**Kutipan dokumen**.
Kedekatan Ruang dan Waktu
Orang Jawa sangat menjaga jarak dengan orang lain. Ada banyak factor mengapa. Salah satunya adalah adanya tingkatan-tingkatan bagi orang Jawa yaitu anak-anak-dewasa orang tua. Sedangkan Orang batak tidak mengenal tingkatan sehingga jarak dan waktu bukanlah penghalang dalam setiap komunikasi.
Contoh
Si A adalah mahasiswa dari Jawa dan memiliki teman B dari luar Jawa yaitu Batak. Keduanya akan sangat sulit untuk saling menyesuaikan. Si A akan berbicara dengan nada yang pelan atau biasa dan dengan intonasi serta tekanan yang biasa pula. Namun si B berbicara dengan suara yang lantang disertai intonasi tekanan yang keras. Di sini bisa saja Si A salah paham karena menganggap B suka berbicara dengan keras dan punya tata krama. Namun tidak bagi si B. B merasa hal itu wajar-wajar saja. Lainnya, Si A mungkin terbiasa dengan tingkah lakunya sesuai dengan unggahungguh atau tata krama adat Jawa. Selalu menunduk dan tidak melihat wajah lawan bicara, selalu senyum, dan mengucapkan permisi sambil membungkuk ketika lewat di depan seseorang . Namun semua hal tersebut mungkin tidak dilakukan oleh B. Berbicara secara blak-blakkan dan berjalan lalu lalang begitu saja tanpa permisi merupakan hal yang biasa bagi si B.
Dari uraian di atas, dapat disimpulkan bahwa budaya konteks tinggi dan budaya konteks rendah mempunyai beberapa perbedaan penting dalam cara penyandian pesannya. Anggota budaya konteks tinggi lebih terampil membaca perilaku nonverbal dan “dalam membaca lingkungan”, dan mereka menganggap bahwa orang lain juga akan mampu melakukan hal yang sama. Jadi mereka berbicara lebih sedikit daripada anggota-anggota budaya konteks rendah. Umumnya komunikasi mereka cenderung tidak langsung dan tidak ekplisit. Budaya konteks rendah, sebaliknya menekankan komunikasi langsung dan ekplisit, yakni pesan- pesan verbal sangat penting, dan informasi yang akan dikomunikasikan disandi dalam pesan verbal.

**Tugas**.
(1) Menurut kutipan dokumen, apa sebabnya jarak dan waktu bukan penghalang dalam komunikasi orang Batak?
(2) Cetak bagian kutipan dokumen dari "Dari uraian di" sampai "dalam pesan verbal." tanpa perubahan apa pun.

**Data hasil ekstraksi**.
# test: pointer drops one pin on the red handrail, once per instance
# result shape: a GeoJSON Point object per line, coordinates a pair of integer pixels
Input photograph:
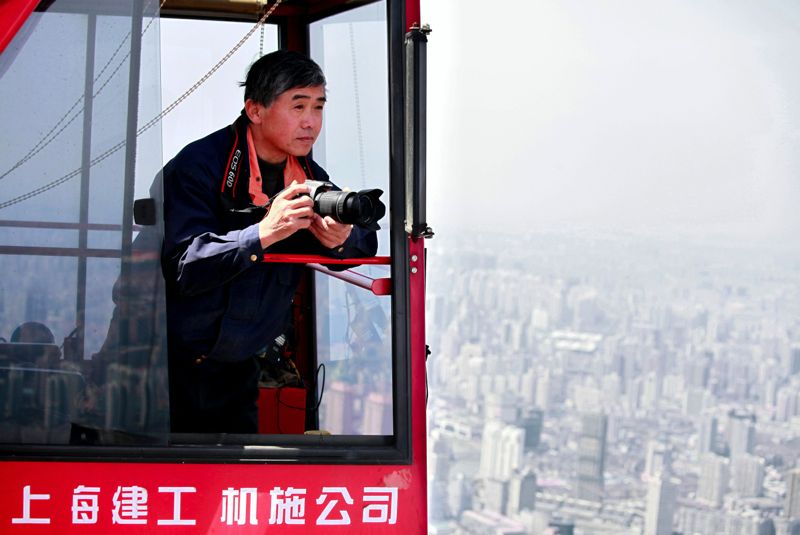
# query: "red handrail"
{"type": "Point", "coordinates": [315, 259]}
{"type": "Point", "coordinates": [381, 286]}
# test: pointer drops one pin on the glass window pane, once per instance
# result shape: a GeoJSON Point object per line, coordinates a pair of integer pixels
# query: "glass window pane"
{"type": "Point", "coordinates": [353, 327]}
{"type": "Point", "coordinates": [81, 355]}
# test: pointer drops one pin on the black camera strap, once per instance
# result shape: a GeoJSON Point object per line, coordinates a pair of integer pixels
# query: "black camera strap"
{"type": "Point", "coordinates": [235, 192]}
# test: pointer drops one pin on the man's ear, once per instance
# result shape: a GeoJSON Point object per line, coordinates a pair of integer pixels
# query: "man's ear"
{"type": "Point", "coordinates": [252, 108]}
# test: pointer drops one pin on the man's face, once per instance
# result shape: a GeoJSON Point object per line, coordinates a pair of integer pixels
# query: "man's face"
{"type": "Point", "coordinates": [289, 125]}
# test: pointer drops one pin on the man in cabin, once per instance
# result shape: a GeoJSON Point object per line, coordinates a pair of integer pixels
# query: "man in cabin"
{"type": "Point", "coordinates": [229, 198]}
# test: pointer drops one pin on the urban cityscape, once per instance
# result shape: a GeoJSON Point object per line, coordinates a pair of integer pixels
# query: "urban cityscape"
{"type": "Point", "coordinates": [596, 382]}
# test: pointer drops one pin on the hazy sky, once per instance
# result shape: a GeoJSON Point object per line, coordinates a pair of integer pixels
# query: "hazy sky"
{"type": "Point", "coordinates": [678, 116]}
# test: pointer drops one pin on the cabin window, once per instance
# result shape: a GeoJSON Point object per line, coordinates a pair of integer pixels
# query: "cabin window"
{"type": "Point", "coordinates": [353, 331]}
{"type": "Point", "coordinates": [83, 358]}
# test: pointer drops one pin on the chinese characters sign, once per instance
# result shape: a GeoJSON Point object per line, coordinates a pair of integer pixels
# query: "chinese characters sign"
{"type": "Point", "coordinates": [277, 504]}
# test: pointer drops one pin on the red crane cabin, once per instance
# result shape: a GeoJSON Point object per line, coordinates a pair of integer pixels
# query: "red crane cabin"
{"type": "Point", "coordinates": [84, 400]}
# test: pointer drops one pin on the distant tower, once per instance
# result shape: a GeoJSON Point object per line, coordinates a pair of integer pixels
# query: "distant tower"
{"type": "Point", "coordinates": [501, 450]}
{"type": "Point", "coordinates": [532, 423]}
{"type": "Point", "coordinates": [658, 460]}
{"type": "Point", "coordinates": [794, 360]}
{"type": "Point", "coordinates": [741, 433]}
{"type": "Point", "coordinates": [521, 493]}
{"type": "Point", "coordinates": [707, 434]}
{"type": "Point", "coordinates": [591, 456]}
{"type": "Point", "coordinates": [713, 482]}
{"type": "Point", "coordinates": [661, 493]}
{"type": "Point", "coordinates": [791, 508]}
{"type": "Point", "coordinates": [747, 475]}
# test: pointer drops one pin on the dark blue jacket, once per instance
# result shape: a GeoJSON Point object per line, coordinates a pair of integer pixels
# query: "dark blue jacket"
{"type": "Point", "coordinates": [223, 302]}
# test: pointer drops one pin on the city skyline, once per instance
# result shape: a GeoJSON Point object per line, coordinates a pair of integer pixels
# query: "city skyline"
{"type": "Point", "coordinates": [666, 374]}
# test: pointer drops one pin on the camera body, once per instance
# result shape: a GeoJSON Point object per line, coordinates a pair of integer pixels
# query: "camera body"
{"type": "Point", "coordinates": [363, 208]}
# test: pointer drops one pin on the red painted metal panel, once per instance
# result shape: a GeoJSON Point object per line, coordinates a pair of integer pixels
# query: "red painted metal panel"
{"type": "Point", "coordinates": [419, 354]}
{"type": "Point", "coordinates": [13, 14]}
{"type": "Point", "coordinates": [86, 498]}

--

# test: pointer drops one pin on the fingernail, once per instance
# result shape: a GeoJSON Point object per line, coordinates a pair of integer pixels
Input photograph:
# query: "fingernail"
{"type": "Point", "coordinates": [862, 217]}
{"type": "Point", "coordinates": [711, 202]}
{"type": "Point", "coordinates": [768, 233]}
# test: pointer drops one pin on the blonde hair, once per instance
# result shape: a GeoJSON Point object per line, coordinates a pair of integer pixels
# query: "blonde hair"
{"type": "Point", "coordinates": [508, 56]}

**Jawaban benar**.
(1) Orang Batak tidak mengenal tingkatan.

(2)
Dari uraian di atas, dapat disimpulkan bahwa budaya konteks tinggi dan budaya konteks rendah mempunyai beberapa perbedaan penting dalam cara penyandian pesannya. Anggota budaya konteks tinggi lebih terampil membaca perilaku nonverbal dan “dalam membaca lingkungan”, dan mereka menganggap bahwa orang lain juga akan mampu melakukan hal yang sama. Jadi mereka berbicara lebih sedikit daripada anggota-anggota budaya konteks rendah. Umumnya komunikasi mereka cenderung tidak langsung dan tidak ekplisit. Budaya konteks rendah, sebaliknya menekankan komunikasi langsung dan ekplisit, yakni pesan- pesan verbal sangat penting, dan informasi yang akan dikomunikasikan disandi dalam pesan verbal.